Source passage.
* * *
Getting unstuck

There is a shipping vessel stuck at Suez Canal right now. And there awaits hundreds of container vessels, ships awaiting to get through the canal – on both sides. This canal was built in 1869 precisely to prevent ships having to sail down to the Cape of Good Hope, allowing the maritime journey between Europe and Asia to cut by almost half. And of course, it became a very dominant and signficant part of the global shipping route.

There are well trodden paths and shortcuts that we can use when thinking about our lives and careers but every now and then, a disruption occurs, and the landscape changes. It might mean we have to wait, or we can take that long circuitous path people used to take.

Unless you think you’re a piece of good that finds its meaning only in reaching the destination, as a person, the actual journey might help you figure out who you are, what you’re here for, and what you should be doing, a bit better than just trying to go down the paths and shoutcuts everyone is shouting at you about.

When we are wrong

In school we are taught a lot what to do; and we are told what good awaits us when we are right (which is about doing what the system wants). On the contrary, they don’t really tell you what happens when we are wrong. It’s the “or else…” kind of subtle threat. And that’s because we want to keep the students, the kids thumbed down, we fear the demolition of the power hierarchy in place. Or maybe it’s just pride, the pride our system teach us to have.

What if we allow ourselves, and encourage everyone to ask “or else what?” And to really clarify what happens when we are wrong? Because there is value to it. It is easier to know what to study to get better in the next test when you go over what you did wrong in the previous one (assuming the tests are cumulative in the content they cover); it is better to know the consequences or worst case scenario before you embark on a mission. You can invest with more conviction if you know what is the residual value of a business when the venture fails.
* * *
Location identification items
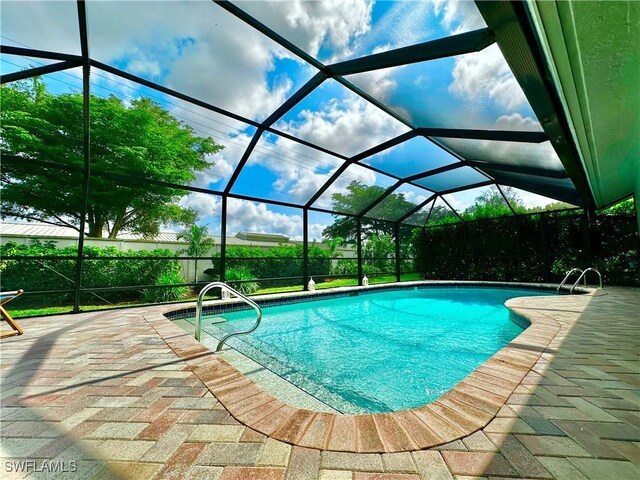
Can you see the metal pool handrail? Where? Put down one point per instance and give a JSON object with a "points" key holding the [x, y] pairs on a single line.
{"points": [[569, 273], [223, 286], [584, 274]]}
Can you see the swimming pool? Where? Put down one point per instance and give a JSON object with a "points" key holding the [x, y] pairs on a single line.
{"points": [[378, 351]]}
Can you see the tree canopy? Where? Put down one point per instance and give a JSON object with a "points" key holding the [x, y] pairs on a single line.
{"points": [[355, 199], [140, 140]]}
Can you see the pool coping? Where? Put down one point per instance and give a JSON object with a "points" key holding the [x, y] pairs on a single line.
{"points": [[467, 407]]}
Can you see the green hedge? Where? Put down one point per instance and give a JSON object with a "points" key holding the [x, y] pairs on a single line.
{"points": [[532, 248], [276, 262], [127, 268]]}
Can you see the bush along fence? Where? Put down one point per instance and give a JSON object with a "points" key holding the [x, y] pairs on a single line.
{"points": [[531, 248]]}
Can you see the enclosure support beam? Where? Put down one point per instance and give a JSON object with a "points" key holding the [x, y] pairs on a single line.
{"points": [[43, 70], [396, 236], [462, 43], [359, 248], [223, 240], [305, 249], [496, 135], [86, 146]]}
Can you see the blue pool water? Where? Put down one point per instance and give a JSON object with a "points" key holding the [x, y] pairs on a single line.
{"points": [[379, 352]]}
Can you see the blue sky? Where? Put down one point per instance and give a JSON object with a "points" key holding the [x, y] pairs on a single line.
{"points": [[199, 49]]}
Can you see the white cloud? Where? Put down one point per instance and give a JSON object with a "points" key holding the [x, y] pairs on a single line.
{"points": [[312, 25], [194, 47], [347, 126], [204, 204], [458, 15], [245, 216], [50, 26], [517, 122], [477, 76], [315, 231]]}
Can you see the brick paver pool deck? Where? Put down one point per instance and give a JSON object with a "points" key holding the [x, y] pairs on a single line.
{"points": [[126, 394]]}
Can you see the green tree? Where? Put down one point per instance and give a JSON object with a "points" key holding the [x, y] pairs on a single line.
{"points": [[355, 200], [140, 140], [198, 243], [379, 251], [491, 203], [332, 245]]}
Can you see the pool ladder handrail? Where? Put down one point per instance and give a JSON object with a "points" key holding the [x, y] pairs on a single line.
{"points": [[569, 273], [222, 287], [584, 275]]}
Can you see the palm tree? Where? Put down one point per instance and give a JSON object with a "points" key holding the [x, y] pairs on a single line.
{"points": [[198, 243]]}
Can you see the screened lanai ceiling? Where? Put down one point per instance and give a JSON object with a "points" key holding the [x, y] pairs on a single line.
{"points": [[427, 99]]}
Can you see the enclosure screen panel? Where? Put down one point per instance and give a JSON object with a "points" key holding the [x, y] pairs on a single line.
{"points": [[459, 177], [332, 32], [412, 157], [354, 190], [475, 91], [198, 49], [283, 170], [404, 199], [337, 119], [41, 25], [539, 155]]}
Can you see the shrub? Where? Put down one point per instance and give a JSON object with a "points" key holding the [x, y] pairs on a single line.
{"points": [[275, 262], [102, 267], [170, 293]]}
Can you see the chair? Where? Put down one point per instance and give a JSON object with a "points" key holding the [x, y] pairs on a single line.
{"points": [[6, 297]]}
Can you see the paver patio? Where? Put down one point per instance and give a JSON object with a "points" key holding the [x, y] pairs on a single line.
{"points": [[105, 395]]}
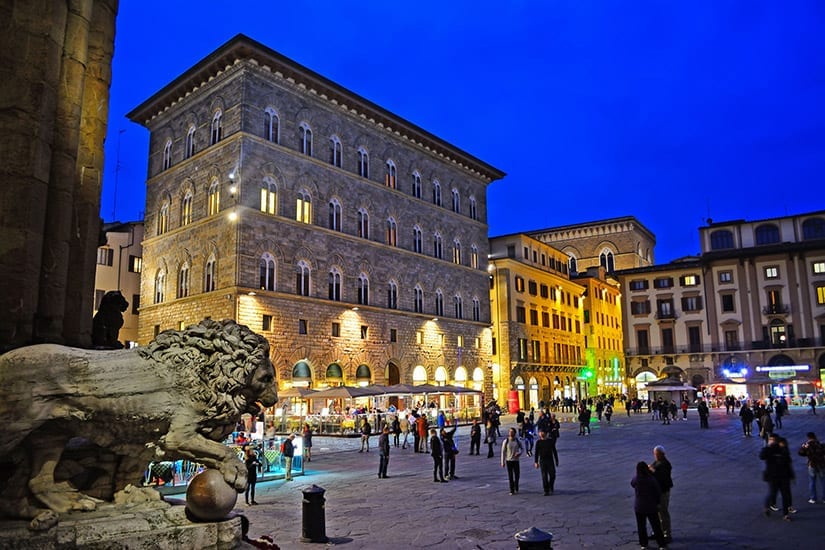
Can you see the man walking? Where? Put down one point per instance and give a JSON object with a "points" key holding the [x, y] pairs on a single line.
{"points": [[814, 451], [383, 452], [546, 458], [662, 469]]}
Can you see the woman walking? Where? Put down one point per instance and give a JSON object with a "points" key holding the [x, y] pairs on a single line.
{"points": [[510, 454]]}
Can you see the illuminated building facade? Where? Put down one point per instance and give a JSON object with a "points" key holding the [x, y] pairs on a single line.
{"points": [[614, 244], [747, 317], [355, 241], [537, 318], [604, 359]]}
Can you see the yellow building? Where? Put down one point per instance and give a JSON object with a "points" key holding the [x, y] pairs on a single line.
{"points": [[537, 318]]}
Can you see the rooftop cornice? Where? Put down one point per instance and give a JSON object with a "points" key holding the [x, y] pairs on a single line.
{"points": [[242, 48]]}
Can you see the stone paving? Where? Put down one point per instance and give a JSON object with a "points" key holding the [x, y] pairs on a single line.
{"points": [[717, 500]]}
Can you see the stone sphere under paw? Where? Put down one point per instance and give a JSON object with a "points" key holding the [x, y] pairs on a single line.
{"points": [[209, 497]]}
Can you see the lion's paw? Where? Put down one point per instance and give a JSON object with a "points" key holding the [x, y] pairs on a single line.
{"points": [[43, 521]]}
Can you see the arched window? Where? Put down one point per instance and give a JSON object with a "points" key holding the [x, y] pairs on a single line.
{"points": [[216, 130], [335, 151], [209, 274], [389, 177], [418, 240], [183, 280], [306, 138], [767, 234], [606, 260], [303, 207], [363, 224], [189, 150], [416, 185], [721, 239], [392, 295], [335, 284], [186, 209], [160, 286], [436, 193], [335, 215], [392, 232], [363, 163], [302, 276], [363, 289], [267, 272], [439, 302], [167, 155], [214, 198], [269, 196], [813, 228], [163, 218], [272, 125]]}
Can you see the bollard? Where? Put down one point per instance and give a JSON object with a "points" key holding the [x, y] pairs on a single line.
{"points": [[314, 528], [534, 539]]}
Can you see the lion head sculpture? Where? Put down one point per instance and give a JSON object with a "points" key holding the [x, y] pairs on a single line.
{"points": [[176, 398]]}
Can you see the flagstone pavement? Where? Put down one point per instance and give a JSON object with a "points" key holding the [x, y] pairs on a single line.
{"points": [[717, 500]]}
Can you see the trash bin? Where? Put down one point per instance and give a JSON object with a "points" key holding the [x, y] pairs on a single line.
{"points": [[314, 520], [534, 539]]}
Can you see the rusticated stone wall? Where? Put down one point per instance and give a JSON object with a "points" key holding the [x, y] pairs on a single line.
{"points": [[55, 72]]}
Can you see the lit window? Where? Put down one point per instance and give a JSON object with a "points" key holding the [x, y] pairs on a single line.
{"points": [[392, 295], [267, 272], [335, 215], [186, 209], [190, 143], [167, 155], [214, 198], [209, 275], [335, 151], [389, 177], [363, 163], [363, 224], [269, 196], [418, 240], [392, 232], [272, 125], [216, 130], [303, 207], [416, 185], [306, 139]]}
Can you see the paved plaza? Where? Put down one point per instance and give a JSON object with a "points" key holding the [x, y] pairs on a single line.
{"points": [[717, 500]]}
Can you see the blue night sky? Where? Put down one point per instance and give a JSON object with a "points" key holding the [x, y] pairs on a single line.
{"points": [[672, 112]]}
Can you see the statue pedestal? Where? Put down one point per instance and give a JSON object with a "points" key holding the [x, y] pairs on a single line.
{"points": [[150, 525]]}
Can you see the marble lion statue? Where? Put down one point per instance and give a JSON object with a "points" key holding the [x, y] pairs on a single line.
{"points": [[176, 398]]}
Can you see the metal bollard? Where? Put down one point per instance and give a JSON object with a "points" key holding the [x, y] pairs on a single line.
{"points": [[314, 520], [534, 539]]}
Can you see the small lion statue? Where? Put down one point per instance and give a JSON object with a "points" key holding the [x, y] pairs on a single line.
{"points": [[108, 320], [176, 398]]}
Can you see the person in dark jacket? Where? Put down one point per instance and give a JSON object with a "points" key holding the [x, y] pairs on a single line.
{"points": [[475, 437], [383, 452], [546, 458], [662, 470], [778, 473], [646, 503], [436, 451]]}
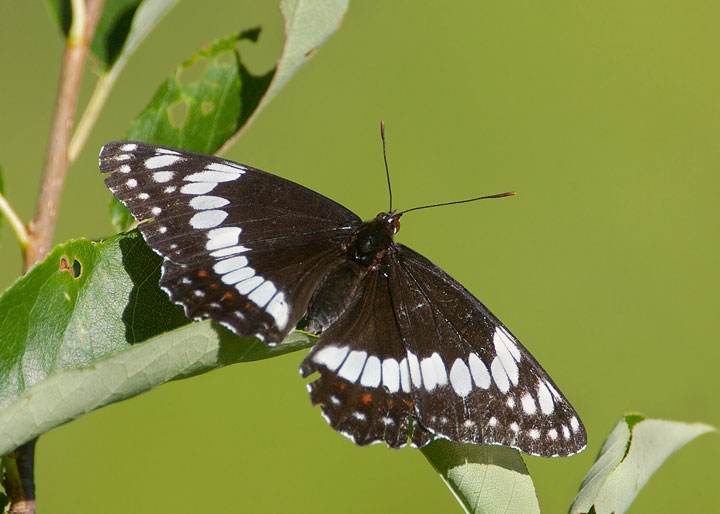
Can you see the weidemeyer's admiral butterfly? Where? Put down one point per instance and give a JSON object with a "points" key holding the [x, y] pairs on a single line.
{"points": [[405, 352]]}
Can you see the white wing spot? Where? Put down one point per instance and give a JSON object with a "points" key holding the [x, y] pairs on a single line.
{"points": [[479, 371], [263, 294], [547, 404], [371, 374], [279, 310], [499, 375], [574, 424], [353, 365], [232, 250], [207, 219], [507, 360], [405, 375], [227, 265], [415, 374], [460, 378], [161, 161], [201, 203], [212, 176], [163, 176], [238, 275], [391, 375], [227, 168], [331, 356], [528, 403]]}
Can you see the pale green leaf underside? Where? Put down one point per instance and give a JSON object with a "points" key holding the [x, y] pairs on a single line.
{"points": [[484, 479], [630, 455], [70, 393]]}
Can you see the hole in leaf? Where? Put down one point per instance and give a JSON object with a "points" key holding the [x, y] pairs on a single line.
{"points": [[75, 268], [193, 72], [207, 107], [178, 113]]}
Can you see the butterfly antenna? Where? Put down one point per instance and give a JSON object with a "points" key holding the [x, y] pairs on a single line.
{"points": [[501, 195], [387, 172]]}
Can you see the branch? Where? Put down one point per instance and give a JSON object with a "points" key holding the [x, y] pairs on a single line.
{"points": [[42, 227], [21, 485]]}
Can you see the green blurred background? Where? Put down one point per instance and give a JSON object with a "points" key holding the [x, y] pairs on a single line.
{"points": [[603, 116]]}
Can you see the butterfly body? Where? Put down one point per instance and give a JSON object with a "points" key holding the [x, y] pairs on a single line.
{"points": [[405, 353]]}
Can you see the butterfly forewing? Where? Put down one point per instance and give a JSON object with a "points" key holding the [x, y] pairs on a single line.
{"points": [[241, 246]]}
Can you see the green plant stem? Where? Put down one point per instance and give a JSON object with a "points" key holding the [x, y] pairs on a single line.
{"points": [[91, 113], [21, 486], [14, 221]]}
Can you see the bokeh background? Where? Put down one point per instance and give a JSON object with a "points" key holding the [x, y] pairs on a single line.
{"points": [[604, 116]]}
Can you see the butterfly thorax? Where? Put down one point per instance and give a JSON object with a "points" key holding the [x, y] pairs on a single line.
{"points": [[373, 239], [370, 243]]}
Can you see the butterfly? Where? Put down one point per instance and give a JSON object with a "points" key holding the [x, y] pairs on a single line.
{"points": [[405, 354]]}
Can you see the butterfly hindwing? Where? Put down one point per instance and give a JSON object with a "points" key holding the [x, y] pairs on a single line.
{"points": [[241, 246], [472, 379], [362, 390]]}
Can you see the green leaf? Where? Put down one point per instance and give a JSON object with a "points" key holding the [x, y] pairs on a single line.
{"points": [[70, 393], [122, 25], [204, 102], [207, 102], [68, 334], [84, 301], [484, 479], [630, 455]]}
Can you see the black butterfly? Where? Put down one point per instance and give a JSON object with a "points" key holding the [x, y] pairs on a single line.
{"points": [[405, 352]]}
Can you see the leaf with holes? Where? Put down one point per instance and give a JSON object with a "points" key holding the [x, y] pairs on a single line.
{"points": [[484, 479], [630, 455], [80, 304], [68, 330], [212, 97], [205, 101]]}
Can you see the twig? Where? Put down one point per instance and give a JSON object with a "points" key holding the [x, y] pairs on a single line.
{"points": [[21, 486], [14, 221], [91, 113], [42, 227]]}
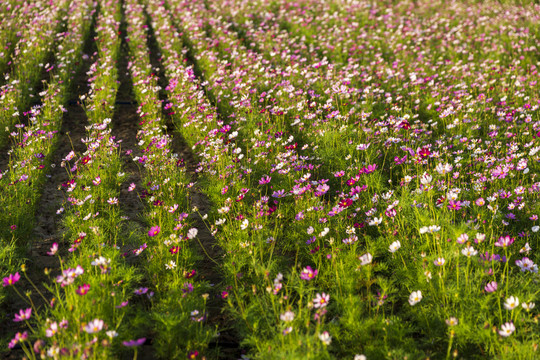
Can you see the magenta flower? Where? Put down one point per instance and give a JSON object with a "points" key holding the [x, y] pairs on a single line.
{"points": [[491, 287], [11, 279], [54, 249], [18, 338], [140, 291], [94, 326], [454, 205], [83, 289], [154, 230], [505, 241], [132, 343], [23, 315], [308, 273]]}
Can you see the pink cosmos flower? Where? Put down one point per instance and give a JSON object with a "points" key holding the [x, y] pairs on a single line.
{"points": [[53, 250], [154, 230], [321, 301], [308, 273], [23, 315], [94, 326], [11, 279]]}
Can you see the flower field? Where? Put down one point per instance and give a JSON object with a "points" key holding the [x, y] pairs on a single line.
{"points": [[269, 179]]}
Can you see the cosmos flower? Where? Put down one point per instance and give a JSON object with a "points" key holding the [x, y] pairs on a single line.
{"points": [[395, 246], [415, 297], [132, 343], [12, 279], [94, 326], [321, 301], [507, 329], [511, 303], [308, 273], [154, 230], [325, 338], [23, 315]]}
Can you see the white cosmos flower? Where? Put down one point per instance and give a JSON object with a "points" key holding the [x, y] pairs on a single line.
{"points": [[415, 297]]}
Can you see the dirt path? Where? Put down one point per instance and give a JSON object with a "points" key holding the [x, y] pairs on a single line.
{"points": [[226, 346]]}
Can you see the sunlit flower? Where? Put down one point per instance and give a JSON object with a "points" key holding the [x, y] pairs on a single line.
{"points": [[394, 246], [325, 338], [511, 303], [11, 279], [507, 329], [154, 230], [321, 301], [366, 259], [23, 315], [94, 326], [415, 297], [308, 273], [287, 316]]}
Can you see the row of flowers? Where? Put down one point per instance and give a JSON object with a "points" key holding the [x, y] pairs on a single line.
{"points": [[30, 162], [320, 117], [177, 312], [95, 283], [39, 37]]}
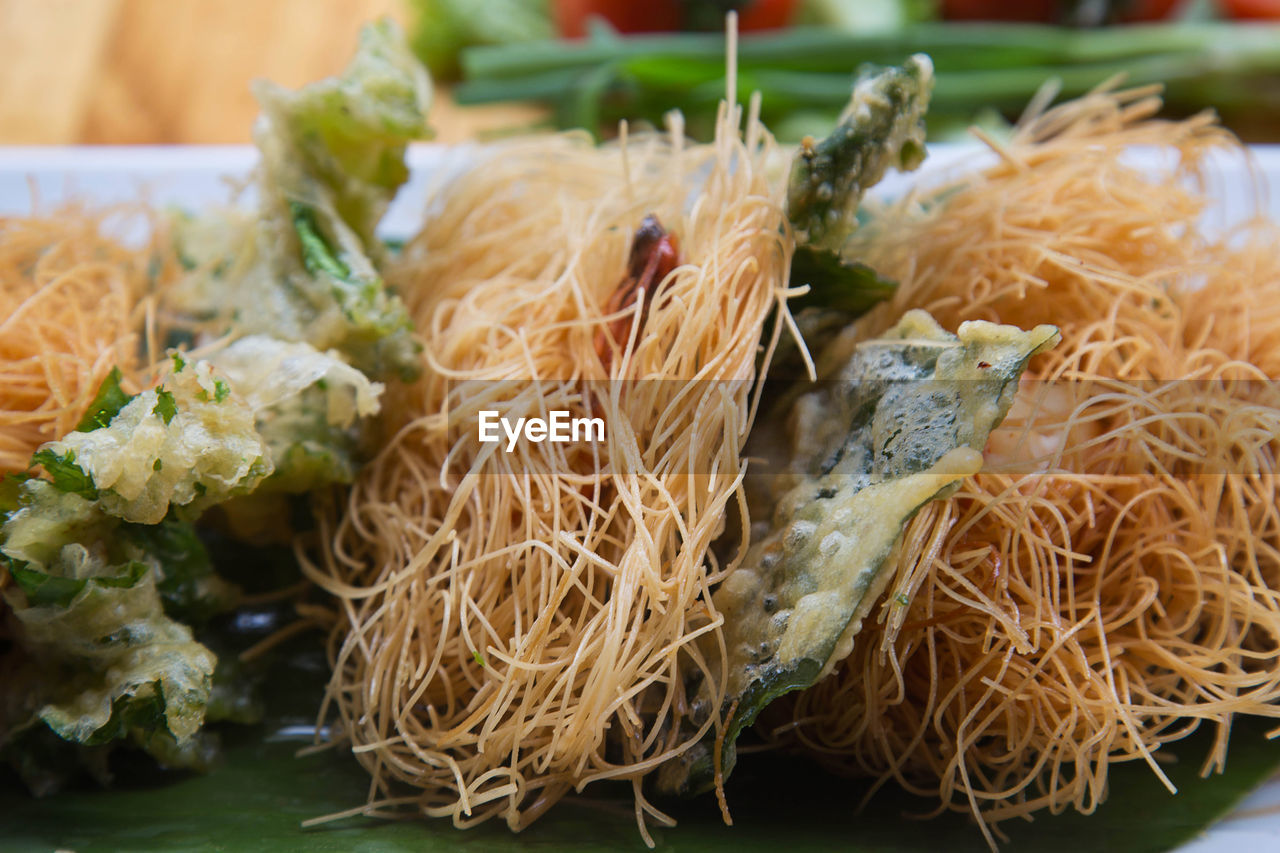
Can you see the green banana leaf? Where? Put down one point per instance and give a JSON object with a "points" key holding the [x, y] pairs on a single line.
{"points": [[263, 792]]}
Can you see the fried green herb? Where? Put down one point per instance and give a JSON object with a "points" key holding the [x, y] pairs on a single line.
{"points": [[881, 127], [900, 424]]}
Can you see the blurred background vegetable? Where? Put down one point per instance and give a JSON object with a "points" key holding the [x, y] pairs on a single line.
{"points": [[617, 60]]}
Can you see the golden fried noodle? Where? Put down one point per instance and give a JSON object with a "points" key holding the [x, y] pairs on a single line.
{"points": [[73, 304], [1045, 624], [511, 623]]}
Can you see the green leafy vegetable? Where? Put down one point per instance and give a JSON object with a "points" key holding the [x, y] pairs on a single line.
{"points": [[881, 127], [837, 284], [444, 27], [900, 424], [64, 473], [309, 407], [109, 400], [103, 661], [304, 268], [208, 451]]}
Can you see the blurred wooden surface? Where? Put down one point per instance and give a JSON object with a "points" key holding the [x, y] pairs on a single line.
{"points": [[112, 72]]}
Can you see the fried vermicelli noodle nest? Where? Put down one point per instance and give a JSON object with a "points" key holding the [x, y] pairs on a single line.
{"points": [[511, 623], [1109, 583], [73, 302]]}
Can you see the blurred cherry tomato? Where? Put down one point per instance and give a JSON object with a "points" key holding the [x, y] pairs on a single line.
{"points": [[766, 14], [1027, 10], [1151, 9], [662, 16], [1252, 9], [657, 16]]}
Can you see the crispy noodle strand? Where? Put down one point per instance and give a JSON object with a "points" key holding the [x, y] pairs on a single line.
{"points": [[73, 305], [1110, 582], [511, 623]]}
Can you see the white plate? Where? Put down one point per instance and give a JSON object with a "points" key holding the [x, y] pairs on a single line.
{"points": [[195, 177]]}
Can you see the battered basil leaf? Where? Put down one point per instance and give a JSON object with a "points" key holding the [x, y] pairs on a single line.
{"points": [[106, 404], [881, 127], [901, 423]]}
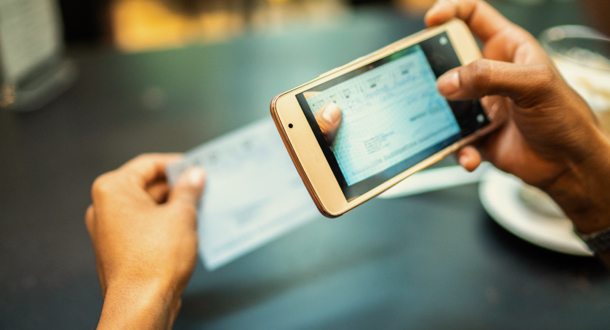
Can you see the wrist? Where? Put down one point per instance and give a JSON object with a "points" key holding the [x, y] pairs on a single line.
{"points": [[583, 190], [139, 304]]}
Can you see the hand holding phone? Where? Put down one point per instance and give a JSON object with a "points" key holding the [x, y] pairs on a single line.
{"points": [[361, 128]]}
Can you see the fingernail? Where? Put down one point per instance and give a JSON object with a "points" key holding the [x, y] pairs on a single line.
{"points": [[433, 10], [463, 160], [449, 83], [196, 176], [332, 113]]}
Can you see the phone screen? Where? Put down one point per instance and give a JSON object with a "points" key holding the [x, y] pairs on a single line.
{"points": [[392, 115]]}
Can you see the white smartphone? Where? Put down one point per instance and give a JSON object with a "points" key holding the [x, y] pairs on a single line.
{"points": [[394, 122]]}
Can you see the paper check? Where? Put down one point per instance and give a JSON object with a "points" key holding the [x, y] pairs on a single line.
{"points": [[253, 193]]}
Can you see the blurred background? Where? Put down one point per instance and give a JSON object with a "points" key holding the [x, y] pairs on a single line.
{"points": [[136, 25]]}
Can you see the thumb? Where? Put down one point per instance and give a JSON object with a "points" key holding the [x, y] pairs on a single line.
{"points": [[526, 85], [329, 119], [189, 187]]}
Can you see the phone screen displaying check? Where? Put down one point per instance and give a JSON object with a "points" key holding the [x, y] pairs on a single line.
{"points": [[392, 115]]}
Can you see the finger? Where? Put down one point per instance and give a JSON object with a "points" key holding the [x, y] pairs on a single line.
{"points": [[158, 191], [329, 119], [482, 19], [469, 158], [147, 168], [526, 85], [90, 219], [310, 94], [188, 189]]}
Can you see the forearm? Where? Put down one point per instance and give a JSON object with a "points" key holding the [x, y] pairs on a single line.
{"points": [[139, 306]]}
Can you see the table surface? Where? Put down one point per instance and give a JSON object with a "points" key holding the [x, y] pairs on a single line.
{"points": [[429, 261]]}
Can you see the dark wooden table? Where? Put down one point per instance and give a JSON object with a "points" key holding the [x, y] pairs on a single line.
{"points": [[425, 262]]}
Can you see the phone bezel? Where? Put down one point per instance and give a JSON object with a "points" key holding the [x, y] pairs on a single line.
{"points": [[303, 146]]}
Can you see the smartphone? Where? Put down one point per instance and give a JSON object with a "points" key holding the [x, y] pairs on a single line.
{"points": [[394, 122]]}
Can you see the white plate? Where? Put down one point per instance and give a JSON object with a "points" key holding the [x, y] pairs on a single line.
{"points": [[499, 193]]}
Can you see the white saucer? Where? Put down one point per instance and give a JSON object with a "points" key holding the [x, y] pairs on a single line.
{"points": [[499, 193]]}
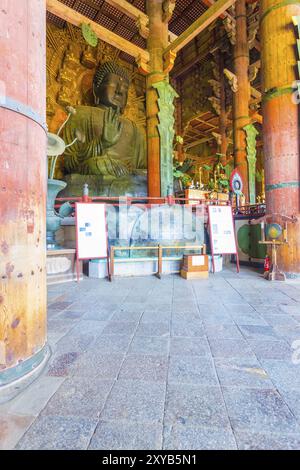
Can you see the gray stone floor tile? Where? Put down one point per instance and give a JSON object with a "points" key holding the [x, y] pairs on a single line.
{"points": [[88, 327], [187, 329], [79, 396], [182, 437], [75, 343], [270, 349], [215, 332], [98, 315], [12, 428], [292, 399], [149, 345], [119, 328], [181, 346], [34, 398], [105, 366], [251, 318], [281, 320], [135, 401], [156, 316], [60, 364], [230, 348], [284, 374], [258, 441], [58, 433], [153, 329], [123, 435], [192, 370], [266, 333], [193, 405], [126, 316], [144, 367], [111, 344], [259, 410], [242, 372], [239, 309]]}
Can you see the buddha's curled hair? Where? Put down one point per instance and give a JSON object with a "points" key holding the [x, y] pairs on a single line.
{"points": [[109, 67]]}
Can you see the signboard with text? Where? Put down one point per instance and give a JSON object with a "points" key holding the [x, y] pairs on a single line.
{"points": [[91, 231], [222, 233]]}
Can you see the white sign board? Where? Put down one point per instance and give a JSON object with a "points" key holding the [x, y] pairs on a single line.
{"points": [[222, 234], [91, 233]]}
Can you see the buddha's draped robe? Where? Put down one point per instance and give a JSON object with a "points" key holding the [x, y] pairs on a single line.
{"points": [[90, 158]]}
* * *
Directives.
• A. List every geographical place named in the essay about getting unstuck.
• B. From the essay about getting unstuck, extract word for word the part starting with "Unless you think" and going on through "at you about.".

Problem solutions.
• A.
Suez Canal
Cape of Good Hope
Europe
Asia

• B.
Unless you think you’re a piece of good that finds its meaning only in reaching the destination, as a person, the actual journey might help you figure out who you are, what you’re here for, and what you should be doing, a bit better than just trying to go down the paths and shoutcuts everyone is shouting at you about.